Challenge
Gather every line in the listing below that contains the word "invocation", and copy each of those lines unchanged.

Material for this exercise
▼▼▼

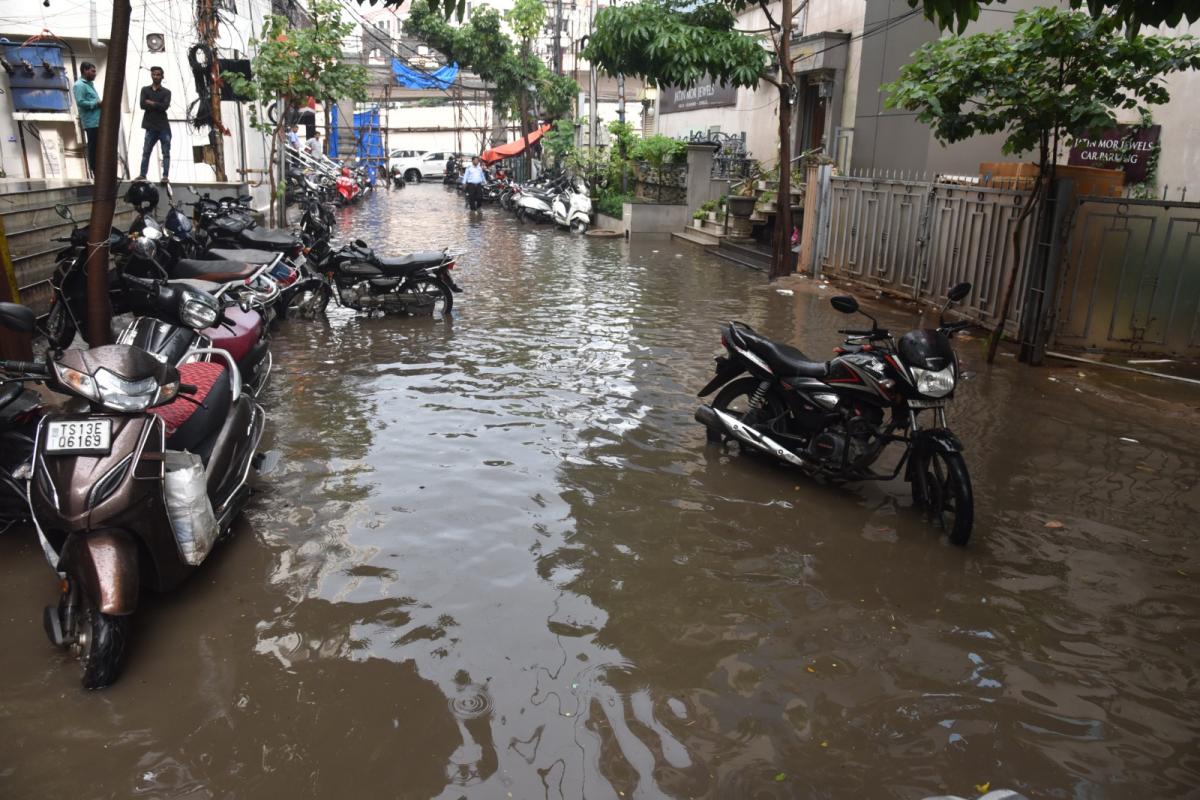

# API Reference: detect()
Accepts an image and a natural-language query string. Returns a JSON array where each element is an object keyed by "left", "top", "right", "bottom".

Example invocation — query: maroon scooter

▲▲▲
▼▼▼

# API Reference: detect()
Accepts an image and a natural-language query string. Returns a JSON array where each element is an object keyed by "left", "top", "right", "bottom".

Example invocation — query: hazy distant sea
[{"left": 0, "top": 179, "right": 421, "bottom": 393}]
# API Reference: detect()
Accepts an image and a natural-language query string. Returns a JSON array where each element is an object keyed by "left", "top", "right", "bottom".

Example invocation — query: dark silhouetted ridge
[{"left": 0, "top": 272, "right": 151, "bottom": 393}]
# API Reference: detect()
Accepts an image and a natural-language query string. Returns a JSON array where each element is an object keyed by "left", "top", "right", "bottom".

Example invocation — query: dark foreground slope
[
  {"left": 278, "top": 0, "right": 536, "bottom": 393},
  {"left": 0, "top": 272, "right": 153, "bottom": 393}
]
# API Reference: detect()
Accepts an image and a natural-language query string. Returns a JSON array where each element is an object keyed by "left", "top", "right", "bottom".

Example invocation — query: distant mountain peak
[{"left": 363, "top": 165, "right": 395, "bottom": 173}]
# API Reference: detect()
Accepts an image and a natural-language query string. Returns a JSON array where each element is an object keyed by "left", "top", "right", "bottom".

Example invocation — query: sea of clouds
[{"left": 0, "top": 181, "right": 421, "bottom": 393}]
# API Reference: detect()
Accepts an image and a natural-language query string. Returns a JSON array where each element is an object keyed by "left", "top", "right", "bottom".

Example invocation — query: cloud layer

▲▲▲

Problem solution
Example invocation — query: maroon scooter
Example invocation — query: hazy distant sea
Example invocation — query: dark silhouetted ridge
Example invocation — query: dark foreground slope
Example invocation — query: distant mountain peak
Example invocation — query: sea of clouds
Example invocation — query: cloud layer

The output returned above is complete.